[Start of ITEMS]

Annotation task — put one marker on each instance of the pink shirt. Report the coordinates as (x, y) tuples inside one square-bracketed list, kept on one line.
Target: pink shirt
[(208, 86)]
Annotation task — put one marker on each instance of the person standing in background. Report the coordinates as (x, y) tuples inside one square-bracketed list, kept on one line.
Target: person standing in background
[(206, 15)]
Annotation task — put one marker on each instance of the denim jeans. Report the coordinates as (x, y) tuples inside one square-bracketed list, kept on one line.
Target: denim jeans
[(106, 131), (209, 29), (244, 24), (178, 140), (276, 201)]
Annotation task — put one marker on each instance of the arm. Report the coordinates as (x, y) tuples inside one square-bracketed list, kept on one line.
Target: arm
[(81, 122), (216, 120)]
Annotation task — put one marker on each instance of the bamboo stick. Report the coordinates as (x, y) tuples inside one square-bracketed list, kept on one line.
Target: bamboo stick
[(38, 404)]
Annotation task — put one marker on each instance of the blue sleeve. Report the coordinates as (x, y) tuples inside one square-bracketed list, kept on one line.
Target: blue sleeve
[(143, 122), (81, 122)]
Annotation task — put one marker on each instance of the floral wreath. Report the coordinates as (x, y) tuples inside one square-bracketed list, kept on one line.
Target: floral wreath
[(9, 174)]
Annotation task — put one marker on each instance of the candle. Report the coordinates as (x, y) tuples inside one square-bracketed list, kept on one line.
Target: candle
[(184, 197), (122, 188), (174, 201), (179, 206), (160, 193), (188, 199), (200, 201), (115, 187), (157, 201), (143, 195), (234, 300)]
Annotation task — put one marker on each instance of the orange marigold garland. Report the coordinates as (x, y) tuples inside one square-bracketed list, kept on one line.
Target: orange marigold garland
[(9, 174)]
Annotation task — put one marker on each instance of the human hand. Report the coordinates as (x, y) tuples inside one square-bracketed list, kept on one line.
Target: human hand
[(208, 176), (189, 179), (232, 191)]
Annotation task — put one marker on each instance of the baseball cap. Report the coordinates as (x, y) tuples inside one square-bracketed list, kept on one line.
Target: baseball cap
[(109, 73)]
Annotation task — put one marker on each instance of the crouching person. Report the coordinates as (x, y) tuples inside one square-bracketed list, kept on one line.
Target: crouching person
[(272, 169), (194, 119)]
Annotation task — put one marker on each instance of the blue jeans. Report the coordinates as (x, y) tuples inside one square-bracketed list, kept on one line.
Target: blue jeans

[End of ITEMS]

WORK TO BE COMPLETED — Rewrite all of the items above, changing every "Annotation task" to "Labeling task" and leaving everything else as it is.

RIGHT ANSWER —
Labeling task — put one marker on each instance of the pink shirt. Report the coordinates as (x, y) tuples inside one square-bracketed list, kept on one line.
Target: pink shirt
[(208, 86)]
Labeling task — put one marker on each instance of the person standing in background. Report the coordinates as (x, y) tuples inside one square-bracketed list, kept on one line.
Target: person standing in background
[(206, 15)]
Labeling task — put one marker on each instance of the denim jeans. Report the coordinates as (x, y) tuples inside one square-bracketed list, kept on one line.
Target: denim jeans
[(106, 131), (209, 29), (244, 24), (178, 140), (276, 201)]
Labeling task — put one marker on each instance of the arm. Report the coordinates as (x, y) tuples inside one square-bracketed list, kept on one line.
Target: arm
[(81, 122), (216, 120)]
Labeling task — put one marker on each instance of the bamboo stick. Report the coordinates as (x, y) tuples inside one square-bracketed list, kept on one line.
Target: bamboo stick
[(38, 404)]
Labeling task — put one marker on each instance of the blue sleeve. Report the coordinates as (x, y) tuples inside one square-bracketed list, kept on one line.
Target: blue sleeve
[(143, 122), (81, 122)]
Labeling task — put one marker on each instance of the floral wreath. Report the coordinates as (x, y) tuples inside one square-bracketed list, kept on one line.
Target: floral wreath
[(9, 174)]
Labeling task — put one marker on each instance of the candle. Report the coordinates as (x, y) tuples inside one square-bracketed list, kept on one line.
Target: candle
[(184, 197), (122, 188), (174, 201), (179, 206), (160, 193), (188, 199), (200, 201), (115, 187), (157, 201), (143, 195), (234, 300)]
Labeling task — put one marker on each instance of the orange marigold garland. Report the coordinates as (x, y) tuples inside one square-bracketed list, kept on one line.
Target: orange marigold garland
[(9, 174)]
Labeling task — put one marker on each instance of the human hand. Report the coordinates as (x, y) tuples inside one square-bracketed list, kept on one line.
Target: human hand
[(208, 176), (189, 179), (232, 191)]
Labeling task — put one marker on each instance of the baseball cap. Report the coordinates as (x, y) tuples inside one square-bracketed list, kept on one line.
Target: baseball cap
[(109, 73)]
Labeling task — put one marker on each instance of the crouching person. Report the coordinates as (x, y) tuples inside one square-bracketed list, kept on one line.
Target: crouching person
[(272, 169), (194, 119)]
Labeling task — put one marker on each instance of the blue jeans. Report the coordinates as (x, y) tuples inside one square-bracketed list, kept on one line.
Target: blue jeans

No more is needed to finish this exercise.